## INSTRUCTIONS FOR THE TASK
Each entry should be printed exactly, with its images omitted.

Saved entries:
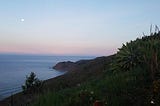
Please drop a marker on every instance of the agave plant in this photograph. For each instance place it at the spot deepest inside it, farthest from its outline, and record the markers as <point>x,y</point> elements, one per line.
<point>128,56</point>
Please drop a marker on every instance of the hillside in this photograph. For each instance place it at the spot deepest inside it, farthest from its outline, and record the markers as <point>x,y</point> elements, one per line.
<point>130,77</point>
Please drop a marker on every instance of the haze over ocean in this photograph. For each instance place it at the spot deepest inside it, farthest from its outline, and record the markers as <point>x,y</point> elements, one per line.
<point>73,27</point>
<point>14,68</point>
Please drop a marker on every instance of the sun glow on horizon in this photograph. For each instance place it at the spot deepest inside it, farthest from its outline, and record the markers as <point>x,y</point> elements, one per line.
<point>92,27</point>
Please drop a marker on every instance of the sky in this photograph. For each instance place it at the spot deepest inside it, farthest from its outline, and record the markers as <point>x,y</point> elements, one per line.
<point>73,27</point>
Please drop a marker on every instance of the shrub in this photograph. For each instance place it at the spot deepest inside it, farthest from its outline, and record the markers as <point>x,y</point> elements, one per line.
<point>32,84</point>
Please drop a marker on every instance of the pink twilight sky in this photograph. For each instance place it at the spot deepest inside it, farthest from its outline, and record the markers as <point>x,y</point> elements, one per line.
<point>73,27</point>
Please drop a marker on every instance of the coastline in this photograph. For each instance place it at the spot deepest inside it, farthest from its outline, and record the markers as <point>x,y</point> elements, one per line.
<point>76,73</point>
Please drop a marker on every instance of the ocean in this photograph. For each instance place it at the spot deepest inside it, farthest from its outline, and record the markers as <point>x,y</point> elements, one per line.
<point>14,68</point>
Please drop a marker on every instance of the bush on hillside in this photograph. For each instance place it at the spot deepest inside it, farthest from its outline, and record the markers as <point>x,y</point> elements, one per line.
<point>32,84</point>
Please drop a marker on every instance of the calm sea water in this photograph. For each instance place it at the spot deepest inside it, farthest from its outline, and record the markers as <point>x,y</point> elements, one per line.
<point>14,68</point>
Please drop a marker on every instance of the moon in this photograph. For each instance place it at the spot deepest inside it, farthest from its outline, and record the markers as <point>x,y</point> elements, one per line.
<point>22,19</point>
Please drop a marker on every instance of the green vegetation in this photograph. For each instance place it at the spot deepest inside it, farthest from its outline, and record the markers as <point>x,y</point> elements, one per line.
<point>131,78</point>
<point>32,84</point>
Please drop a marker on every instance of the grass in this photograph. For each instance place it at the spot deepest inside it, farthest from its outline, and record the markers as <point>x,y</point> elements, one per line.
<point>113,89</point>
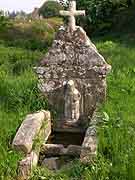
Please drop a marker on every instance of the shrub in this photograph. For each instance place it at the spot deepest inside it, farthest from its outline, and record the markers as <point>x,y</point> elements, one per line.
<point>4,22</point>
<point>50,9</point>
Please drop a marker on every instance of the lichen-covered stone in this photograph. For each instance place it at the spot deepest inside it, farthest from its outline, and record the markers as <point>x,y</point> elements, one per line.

## WRITTEN ANSWER
Please drop a marker on every instance of the agave plant in this photograph. For each instance place it at the spot deepest inside it, farthest from its outline, and record the markers as <point>x,y</point> elements, one per line.
<point>128,56</point>
Please drop a marker on every instance of the hillside in this photograph. For each instance place it at the spot deepest inside it, farthest from its outline, and record the markers as <point>x,y</point> elements, one per line.
<point>130,77</point>
Please drop a marker on every instance of the haze over ocean in this photograph. For each instance place it at the spot deepest inside it, farthest from its outline, and record the markers as <point>x,y</point> elements, one per line.
<point>73,27</point>
<point>14,68</point>
Please drop a marker on every instance of the sun glow on horizon in this photograph. For each instance place it at the spot deepest inside it, farthest from its outline, and record the markers as <point>x,y</point> elements, one per line.
<point>92,27</point>
Please drop a marker on every instance of the sky in this photograph. For each instance place it at the spot deepest inside it, farthest from its outline, and record the markers as <point>x,y</point> elements, one per line.
<point>73,27</point>
Please drop a marker on every instance of the shrub in this photograph. For each instance place it at the spot deepest inside it, farthest from its outline, and record the markers as <point>x,y</point> elements, one per line.
<point>32,84</point>
Please drop a marker on every instance of the pink twilight sky in this photograph. For each instance place it at the spot deepest inside it, farthest from its outline, and record the markers as <point>x,y</point> elements, one per line.
<point>73,27</point>
Please drop a marker on every instance of the coastline in this photograph. For each instance place it at the spot deepest inside it, farthest from its outline, and record the markers as <point>x,y</point> elements, one per line.
<point>76,73</point>
Please drop a marker on every instance of the ocean in this photograph. For each instance place it at the spot deepest inside it, farthest from its outline, and record the markers as <point>x,y</point> elements, one per line.
<point>14,68</point>
Please drop a marker on every instance of the bush on hillside in this photograph. For each instance place it at the spot deepest inside it, farthest from its outline, and record the markers as <point>x,y</point> elements, one per line.
<point>32,84</point>
Please drop a marker on every instance of the calm sea water in this photograph. For each instance place it at the spot deepest inside it, farthest from its outline, and record the markers as <point>x,y</point> elements, one per line.
<point>14,68</point>
Please drop a marker on every instance of the moon in this photograph. For each instance place it at the spot deepest inside it, farthest from its outline, and record the markers as <point>x,y</point> elements, one per line.
<point>22,19</point>
Please drop a marker on every instance of the green vegetation in this photograph. For each instance place it at the spot deepest inside it, farthest from its outline, and record the markers as <point>x,y</point> elements, one per line.
<point>131,78</point>
<point>32,84</point>
Please drop a marker on every instance of the grass in this photograph. For each instance place it at the spot deepest inside it, farthest from its outline, and record the markers as <point>x,y</point> elements, one per line.
<point>113,89</point>
Please drop a marker on every instance of the shrub in this photograph. For each instance place it at the spot deepest inside it, farthest from its outline, and record the markers as <point>x,y</point> elements, one per line.
<point>4,22</point>
<point>50,9</point>
Please drop a marker on every instance of the lichen-covered stone in this photograph. For each instance place it at the spot deepest inside it, farthest from its outline, and record the markers as <point>x,y</point> elements, one per line.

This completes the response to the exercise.